### Task to complete
Copy out exactly the lines from the one containing "Where can you spot the sea" to the end of the records below, both included, and nothing else.

### Data extract
=== Begin Enclosure ===

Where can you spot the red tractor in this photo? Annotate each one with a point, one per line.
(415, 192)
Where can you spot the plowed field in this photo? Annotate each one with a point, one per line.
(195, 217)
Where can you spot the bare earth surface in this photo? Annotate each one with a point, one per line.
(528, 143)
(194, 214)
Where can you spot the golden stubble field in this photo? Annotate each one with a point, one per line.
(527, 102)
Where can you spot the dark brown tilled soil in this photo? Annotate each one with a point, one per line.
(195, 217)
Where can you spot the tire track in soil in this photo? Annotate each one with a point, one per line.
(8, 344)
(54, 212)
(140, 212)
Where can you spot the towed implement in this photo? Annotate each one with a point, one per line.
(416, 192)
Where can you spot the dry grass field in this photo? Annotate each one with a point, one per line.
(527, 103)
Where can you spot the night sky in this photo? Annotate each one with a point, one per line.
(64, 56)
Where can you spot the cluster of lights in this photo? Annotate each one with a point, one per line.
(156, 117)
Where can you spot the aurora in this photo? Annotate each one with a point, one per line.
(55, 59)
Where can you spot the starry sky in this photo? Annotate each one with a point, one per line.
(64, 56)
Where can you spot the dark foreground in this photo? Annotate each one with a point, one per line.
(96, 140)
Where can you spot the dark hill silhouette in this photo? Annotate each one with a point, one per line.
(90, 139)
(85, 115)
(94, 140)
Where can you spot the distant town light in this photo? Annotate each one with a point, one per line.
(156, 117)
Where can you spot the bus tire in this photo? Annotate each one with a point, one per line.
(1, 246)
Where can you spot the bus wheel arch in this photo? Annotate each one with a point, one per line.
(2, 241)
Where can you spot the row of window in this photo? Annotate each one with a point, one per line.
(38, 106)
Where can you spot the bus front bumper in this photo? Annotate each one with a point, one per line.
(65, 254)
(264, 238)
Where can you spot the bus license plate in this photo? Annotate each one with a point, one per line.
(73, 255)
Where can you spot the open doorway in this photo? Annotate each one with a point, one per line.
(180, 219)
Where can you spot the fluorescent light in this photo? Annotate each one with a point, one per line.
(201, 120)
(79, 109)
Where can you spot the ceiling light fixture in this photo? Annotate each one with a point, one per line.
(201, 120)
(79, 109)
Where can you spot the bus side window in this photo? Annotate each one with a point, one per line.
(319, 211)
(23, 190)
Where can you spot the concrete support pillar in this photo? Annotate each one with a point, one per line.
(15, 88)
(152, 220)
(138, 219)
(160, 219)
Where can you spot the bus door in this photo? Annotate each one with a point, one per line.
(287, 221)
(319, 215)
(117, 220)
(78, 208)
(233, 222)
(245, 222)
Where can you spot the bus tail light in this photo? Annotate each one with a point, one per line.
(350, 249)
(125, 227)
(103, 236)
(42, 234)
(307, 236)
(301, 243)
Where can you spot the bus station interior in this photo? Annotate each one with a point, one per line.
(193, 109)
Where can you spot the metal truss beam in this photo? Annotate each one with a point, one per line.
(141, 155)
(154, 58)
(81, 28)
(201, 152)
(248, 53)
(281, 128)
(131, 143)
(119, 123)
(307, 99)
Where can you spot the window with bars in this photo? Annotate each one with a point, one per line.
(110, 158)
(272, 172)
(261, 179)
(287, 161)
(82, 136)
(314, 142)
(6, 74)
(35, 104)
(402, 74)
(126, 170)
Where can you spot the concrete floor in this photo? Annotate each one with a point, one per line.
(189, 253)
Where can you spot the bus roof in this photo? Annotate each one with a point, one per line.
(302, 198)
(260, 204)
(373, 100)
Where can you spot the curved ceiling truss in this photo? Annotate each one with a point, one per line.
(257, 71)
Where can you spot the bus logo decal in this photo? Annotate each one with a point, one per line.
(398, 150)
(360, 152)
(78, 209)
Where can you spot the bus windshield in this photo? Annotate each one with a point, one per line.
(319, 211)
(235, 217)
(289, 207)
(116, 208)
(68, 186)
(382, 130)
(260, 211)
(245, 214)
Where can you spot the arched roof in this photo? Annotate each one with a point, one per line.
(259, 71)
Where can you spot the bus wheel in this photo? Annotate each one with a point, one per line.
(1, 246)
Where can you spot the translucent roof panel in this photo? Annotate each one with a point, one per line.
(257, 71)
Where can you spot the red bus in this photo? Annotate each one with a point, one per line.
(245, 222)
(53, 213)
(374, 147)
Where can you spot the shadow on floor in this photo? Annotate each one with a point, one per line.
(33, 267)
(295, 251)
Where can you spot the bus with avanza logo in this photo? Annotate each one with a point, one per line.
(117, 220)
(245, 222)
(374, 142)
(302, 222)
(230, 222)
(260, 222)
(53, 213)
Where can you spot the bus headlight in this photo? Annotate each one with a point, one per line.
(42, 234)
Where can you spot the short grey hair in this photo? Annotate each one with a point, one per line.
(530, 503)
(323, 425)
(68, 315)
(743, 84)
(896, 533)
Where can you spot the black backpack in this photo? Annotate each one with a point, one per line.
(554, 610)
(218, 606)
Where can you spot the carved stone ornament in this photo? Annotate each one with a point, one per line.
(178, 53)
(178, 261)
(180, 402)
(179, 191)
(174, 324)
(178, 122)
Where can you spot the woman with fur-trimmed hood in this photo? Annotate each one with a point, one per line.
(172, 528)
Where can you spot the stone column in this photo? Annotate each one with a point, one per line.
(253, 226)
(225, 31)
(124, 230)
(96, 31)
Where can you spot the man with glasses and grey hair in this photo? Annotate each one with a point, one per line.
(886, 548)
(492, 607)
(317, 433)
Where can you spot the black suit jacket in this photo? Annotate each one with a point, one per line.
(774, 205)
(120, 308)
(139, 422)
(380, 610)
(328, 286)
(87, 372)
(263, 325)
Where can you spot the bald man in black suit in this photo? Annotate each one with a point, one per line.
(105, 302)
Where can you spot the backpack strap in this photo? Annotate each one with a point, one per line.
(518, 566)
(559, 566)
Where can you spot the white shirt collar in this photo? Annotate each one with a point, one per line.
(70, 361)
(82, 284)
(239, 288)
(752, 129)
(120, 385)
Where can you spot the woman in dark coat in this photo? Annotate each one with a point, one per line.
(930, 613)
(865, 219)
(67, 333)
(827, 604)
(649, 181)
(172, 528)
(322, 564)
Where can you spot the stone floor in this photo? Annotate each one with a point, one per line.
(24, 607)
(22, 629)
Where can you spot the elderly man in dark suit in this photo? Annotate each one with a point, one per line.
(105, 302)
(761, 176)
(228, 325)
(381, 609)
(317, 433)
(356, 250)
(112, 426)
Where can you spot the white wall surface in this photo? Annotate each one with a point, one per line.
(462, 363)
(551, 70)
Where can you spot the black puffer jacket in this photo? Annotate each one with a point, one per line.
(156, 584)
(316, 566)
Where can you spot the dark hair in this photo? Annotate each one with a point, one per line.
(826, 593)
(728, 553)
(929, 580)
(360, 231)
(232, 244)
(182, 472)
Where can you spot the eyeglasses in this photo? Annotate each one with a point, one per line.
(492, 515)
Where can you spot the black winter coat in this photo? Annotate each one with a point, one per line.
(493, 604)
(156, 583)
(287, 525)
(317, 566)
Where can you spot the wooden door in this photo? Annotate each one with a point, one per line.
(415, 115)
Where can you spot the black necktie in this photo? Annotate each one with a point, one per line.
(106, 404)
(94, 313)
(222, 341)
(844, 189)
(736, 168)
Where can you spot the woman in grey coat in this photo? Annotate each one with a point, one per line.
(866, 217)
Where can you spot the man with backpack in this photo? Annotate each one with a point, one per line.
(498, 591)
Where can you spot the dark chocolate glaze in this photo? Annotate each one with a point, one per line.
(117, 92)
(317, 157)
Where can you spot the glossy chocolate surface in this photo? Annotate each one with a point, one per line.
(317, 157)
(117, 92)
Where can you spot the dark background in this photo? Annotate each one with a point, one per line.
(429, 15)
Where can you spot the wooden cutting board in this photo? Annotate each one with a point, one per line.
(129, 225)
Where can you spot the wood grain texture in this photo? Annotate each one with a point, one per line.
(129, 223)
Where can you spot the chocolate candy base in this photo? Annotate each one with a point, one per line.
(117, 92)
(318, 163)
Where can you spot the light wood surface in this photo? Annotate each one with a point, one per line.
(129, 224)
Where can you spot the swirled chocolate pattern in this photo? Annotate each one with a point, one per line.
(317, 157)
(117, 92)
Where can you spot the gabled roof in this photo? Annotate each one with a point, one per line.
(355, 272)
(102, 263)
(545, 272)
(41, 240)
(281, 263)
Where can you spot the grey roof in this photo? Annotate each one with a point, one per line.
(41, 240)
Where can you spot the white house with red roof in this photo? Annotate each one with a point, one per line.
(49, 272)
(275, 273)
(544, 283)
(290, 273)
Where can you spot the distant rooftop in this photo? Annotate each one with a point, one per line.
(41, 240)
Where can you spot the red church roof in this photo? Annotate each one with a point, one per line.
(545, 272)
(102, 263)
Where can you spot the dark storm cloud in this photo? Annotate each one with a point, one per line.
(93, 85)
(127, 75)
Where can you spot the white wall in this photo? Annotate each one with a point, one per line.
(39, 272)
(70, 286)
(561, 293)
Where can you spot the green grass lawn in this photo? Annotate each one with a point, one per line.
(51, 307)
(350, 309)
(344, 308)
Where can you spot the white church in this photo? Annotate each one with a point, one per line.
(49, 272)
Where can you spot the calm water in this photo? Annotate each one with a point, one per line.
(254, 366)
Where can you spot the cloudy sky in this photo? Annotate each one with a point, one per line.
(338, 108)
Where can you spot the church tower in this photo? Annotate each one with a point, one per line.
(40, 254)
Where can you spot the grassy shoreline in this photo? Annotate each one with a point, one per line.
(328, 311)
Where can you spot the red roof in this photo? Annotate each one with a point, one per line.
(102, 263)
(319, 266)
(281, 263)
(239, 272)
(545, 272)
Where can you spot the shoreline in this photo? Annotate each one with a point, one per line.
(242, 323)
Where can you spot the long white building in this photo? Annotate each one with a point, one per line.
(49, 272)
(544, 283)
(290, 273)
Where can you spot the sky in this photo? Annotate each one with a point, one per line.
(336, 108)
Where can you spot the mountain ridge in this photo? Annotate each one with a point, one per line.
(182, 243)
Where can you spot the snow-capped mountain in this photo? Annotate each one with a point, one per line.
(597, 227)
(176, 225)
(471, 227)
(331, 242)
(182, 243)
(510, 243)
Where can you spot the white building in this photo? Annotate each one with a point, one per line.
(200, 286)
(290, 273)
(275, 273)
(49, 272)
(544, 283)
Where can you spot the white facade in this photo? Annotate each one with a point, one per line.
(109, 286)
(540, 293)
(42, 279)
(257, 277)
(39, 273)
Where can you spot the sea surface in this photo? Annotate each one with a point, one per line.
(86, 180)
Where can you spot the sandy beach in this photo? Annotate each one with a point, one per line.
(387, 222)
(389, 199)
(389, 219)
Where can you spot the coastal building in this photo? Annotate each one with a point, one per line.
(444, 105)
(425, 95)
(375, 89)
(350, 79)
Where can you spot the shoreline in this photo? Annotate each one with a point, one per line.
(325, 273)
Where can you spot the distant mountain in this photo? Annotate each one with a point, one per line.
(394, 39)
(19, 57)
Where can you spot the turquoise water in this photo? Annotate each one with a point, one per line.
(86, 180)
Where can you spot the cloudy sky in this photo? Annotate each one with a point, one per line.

=== End Enclosure ===

### Your solution
Where can you spot the sea surface in this photo? Annotate each one with a point, one per line.
(86, 180)
Where can you spot the sandy beach in this photo? Annotate each one with a point, one per line.
(387, 222)
(389, 199)
(389, 219)
Where can you spot the coastal building in this photo? Annotate each one with a point, one per line.
(444, 105)
(425, 95)
(375, 89)
(350, 79)
Where can you spot the shoreline in this photo? Annotate each one with a point, one per line.
(325, 273)
Where can you spot the distant mountain in this photo? Annotate each one with a point, one per line.
(394, 39)
(19, 57)
Where can you spot the turquoise water in this photo? Annotate each one with a point, one per line.
(86, 180)
Where can you spot the cloudy sky in this photo? Annotate each one with a point, one per line.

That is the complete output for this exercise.